====== Text segment ======

By Jaime Osnato January 31st, 2020 | Image Source : Live Strong

Do you avoid the weight rack for fear of getting too bulky? Skip strength training because you think cardio is the best way to drop pounds? If you answered yes to either question, you’re probably acting on faulty assumptions.

Whether your aim is look better in the buff, develop strength or increase overall endurance, working out with weights can help you reach your goals. Not to mention lifting builds stronger bones and protects you from injury as you age. So, don’t let rumors hold you back from reaping all the amazing health benefits of pumping iron.

Here, fitness experts break down the nine most common weight-lifting myths to help you separate fact from fiction and take your fitness game to the next level.

Myth 1: Lifting Heavy Will Make You Bulky

Worried that lifting heavy will make you look like the Hulk? A lot of women avoid grabbing the heavier set of dumbbells for fear of becoming too muscular. But even though “men and women build muscle similarly with training, men have greater base levels of muscle mass,” says K. Aleisha Fetters, CSCS, fitness writer, trainer and coach.

That means if a man and a woman both boost their lean muscle mass by 10 percent, the increase will always appear greater on the man since he started with a larger amount.

What’s more, building muscle is a slow process that requires strategy. “You don’t get bulky by accident,” Fetters says. “It’s important to realize how much time and effort it takes to really build discernible size. Looking like a bodybuilder takes years of dedicated work with exercise and nutrition plans that are specific to that goal.”

Myth 2: If You Don’t Feel Sore After Lifting, It’s Not Working

Many lifters judge whether they’ve had a good workout based on how sore they feel. “Delayed-onset muscle soreness (DOMS) is the muscle ache you feel following intense exercise,” says IPE Natural Pro 3x Champion, Master World Champion and ISSA certified personal trainer, Michael Wittig. It’s your body’s inflammatory response to microscopic tears in the muscle fibers.

But how much you hurt post-workout isn’t always indicative of a successful sweat session. “DOMS doesn’t necessarily signal that a workout is somehow more effective or beneficial,” Fetters says. “Rather, DOMS tends to occur most often when performing new movements and/or eccentric exercises.”

DOMS happens when your muscles are subjected to a new kind of stress. But in time, your muscles will eventually adapt, and the soreness frequency and intensity will decrease. In fact, if you lift to the point where your body always aches, you may be undermining your progress.

====== Provided records ======

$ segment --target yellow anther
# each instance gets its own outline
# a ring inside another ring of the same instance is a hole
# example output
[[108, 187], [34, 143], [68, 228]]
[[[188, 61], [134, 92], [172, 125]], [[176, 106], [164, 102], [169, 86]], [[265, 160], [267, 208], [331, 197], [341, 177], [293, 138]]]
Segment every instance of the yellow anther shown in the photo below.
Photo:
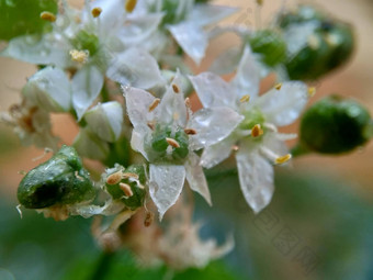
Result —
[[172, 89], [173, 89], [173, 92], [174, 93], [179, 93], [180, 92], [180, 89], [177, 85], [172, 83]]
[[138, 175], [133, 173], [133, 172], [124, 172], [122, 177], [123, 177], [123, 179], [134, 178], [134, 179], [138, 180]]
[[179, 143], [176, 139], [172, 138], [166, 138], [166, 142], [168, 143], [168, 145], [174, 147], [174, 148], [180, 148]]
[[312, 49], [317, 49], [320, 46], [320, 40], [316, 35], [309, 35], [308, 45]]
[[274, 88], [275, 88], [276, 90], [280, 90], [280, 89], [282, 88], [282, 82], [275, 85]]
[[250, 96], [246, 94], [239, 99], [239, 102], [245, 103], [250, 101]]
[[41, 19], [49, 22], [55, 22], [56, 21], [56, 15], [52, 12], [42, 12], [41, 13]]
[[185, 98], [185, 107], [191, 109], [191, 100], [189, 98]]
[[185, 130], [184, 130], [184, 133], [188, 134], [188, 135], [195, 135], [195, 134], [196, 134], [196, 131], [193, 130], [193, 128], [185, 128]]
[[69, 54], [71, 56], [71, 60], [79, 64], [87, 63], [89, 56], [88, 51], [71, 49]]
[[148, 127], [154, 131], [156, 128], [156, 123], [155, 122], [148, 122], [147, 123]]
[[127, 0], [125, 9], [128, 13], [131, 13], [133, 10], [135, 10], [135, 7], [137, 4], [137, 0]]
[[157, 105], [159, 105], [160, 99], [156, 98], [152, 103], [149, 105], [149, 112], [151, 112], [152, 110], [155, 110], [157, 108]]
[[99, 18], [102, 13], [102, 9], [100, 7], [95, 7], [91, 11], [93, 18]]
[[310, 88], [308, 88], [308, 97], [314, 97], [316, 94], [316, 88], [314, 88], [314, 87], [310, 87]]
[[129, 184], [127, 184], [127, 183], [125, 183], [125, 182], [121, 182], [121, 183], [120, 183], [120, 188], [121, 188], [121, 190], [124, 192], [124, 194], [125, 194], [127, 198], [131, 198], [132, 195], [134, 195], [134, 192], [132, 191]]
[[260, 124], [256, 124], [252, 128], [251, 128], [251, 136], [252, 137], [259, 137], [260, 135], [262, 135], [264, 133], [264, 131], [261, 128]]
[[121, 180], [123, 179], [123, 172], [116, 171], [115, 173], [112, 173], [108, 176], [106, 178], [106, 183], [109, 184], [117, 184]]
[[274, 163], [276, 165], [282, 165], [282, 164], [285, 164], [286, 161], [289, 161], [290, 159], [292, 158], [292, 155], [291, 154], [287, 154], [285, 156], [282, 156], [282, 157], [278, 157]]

======
====== Provided records ======

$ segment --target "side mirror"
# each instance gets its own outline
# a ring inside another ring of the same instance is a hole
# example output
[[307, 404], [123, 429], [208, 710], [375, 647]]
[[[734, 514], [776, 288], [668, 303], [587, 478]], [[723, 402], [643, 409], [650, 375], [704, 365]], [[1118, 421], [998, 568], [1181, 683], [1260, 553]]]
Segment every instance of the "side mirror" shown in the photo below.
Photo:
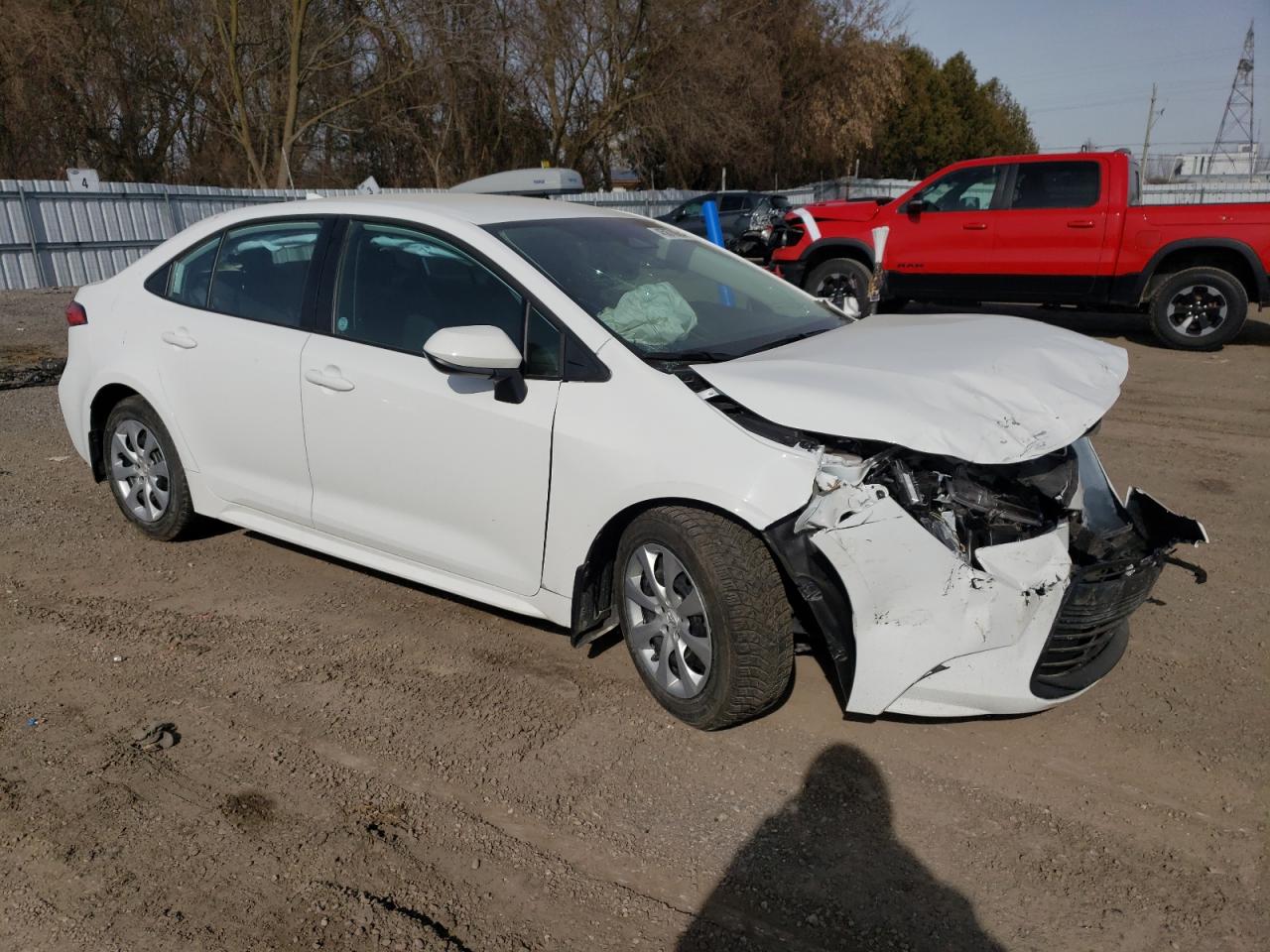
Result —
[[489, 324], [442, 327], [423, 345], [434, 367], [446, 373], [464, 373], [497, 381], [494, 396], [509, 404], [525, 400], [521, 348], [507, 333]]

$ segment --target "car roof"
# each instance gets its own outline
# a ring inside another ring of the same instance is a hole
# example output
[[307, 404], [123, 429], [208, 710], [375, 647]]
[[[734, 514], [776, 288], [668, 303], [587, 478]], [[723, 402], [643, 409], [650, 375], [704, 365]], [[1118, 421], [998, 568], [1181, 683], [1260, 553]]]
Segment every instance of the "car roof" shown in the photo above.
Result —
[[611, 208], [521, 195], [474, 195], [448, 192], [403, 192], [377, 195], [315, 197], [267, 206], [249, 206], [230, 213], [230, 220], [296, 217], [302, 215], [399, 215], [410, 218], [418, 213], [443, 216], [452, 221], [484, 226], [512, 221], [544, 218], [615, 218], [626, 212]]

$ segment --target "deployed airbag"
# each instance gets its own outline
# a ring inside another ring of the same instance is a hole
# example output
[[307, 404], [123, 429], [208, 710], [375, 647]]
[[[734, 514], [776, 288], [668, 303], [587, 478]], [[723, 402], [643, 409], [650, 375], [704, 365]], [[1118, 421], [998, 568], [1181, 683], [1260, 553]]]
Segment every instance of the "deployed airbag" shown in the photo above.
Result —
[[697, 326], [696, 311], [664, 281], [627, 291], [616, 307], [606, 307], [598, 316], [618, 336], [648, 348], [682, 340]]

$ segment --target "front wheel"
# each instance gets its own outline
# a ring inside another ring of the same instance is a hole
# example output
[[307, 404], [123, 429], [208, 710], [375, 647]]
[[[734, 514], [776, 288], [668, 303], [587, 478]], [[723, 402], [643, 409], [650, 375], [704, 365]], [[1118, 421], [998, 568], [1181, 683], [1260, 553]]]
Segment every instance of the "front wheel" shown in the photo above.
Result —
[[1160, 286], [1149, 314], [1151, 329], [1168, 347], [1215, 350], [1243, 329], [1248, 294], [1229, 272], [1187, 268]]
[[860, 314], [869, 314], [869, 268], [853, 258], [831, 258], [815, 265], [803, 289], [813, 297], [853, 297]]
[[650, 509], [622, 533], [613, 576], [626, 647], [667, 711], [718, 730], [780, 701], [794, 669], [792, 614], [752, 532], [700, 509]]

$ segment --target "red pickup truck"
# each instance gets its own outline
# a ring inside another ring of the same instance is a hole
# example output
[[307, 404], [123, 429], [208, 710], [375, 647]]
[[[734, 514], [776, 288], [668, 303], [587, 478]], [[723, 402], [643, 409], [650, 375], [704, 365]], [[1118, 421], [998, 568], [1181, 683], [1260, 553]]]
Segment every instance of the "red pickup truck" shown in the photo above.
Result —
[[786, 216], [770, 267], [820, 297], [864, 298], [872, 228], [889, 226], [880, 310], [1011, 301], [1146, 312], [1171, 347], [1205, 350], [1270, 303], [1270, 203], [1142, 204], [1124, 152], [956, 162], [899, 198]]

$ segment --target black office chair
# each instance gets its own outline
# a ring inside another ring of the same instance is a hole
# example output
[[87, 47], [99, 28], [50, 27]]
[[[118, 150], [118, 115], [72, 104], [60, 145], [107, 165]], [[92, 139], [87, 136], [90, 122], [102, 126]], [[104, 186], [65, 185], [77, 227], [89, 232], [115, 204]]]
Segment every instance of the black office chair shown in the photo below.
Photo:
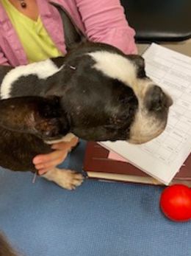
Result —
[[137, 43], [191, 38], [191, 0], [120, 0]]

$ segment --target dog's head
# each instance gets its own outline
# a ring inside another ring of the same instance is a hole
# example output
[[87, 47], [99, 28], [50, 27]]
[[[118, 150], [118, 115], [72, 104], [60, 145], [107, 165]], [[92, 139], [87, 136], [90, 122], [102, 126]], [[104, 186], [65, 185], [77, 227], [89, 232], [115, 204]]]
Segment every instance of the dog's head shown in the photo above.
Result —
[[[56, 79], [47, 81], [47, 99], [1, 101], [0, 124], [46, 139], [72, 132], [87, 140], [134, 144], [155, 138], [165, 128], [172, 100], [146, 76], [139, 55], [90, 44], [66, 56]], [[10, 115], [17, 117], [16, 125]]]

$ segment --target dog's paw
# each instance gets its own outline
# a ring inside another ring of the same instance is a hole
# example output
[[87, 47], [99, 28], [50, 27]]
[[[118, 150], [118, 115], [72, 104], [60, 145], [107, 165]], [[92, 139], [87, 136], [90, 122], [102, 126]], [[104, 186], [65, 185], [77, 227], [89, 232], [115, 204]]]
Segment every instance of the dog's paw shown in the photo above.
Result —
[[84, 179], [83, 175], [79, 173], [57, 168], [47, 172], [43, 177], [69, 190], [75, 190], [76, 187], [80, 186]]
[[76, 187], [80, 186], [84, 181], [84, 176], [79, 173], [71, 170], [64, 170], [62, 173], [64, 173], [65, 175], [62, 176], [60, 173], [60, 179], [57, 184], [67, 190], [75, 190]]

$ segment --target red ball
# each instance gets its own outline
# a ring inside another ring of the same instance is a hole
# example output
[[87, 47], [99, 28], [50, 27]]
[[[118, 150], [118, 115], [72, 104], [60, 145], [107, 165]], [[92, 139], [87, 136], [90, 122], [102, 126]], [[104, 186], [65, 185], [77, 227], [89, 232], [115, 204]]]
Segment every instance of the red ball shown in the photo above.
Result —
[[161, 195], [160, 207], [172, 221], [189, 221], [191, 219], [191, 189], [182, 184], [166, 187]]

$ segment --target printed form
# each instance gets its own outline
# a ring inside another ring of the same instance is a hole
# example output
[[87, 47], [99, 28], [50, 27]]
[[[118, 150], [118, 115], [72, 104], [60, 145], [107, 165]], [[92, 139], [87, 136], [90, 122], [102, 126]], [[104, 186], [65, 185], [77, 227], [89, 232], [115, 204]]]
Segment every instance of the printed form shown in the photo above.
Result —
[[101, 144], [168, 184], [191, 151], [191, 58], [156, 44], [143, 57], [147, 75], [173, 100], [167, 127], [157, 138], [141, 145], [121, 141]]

======
====== Provided records ======

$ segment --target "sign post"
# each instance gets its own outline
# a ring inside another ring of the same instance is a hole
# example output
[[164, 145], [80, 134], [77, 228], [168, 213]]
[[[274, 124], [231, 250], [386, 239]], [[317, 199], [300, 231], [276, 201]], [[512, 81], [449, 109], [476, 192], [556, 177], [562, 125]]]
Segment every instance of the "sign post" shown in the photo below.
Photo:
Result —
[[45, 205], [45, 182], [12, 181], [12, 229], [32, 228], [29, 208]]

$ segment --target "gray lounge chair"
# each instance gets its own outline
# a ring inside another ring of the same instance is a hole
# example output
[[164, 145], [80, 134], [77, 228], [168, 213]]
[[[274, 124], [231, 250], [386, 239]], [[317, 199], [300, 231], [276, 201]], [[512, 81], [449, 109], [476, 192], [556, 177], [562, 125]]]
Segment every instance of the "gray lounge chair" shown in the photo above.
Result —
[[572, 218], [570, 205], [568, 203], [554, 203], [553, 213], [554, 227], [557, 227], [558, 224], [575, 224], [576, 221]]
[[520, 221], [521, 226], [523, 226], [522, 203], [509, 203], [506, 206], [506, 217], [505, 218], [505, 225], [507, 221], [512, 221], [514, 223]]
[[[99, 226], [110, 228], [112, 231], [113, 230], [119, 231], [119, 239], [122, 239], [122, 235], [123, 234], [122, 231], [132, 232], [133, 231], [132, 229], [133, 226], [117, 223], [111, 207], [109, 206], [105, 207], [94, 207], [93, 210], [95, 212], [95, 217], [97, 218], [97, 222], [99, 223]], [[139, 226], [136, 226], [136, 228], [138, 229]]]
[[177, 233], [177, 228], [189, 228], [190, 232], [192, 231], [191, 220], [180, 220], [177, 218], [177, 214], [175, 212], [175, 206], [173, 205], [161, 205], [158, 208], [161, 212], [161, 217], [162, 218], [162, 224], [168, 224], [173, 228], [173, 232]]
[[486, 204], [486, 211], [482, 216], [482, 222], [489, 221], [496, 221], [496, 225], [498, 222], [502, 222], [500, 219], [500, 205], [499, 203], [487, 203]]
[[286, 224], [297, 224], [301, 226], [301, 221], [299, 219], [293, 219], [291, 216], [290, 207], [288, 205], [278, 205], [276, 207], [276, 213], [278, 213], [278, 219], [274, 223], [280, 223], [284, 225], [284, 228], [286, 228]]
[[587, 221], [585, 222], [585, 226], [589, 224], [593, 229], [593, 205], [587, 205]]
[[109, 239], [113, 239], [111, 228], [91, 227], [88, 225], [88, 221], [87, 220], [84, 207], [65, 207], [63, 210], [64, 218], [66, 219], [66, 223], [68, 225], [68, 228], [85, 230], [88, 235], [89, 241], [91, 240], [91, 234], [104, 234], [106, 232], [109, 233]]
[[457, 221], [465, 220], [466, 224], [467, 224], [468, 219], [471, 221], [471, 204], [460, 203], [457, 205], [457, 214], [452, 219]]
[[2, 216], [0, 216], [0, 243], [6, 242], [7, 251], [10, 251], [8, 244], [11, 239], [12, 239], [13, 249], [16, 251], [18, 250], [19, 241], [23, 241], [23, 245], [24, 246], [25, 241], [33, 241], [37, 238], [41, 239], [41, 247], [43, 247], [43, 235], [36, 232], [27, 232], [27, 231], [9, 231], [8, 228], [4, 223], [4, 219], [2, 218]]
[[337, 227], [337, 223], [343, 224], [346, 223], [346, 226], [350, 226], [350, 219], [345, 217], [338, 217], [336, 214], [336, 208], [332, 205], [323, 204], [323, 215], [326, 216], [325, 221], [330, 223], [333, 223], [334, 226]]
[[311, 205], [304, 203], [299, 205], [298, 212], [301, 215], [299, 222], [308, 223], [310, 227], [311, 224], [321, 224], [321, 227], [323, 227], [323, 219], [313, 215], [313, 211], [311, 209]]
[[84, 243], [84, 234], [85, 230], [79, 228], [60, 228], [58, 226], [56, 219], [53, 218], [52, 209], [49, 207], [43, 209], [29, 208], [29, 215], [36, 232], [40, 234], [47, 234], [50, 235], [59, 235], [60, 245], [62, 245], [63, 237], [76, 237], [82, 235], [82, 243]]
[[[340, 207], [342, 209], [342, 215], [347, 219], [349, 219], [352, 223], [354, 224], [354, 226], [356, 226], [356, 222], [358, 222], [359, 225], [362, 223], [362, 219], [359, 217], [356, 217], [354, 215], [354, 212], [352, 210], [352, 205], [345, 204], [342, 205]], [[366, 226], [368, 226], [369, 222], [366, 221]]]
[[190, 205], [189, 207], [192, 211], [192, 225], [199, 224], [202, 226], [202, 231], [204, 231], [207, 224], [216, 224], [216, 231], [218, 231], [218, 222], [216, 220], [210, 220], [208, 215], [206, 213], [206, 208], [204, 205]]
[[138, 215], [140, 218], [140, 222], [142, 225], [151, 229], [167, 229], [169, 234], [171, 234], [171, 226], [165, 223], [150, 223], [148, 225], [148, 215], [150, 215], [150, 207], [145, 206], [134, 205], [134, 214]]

======

--- Exercise tasks ---
- A) Retype everything from "Whether your aim" down to "trainer and coach." in the weight-lifting myths article.
- B) In the entries, put everything from the line containing "--target yellow anther" down to the line containing "177], [293, 138]]]" into a numbered list, leaving out blank lines.

--- Task-by-task solutions ---
- A)
Whether your aim is look better in the buff, develop strength or increase overall endurance, working out with weights can help you reach your goals. Not to mention lifting builds stronger bones and protects you from injury as you age. So, don’t let rumors hold you back from reaping all the amazing health benefits of pumping iron.

Here, fitness experts break down the nine most common weight-lifting myths to help you separate fact from fiction and take your fitness game to the next level.

Myth 1: Lifting Heavy Will Make You Bulky

Worried that lifting heavy will make you look like the Hulk? A lot of women avoid grabbing the heavier set of dumbbells for fear of becoming too muscular. But even though “men and women build muscle similarly with training, men have greater base levels of muscle mass,” says K. Aleisha Fetters, CSCS, fitness writer, trainer and coach.

- B)
1. $ segment --target yellow anther
2. # each instance gets its own outline
3. # a ring inside another ring of the same instance is a hole
4. # example output
5. [[108, 187], [34, 143], [68, 228]]
6. [[[188, 61], [134, 92], [172, 125]], [[176, 106], [164, 102], [169, 86]], [[265, 160], [267, 208], [331, 197], [341, 177], [293, 138]]]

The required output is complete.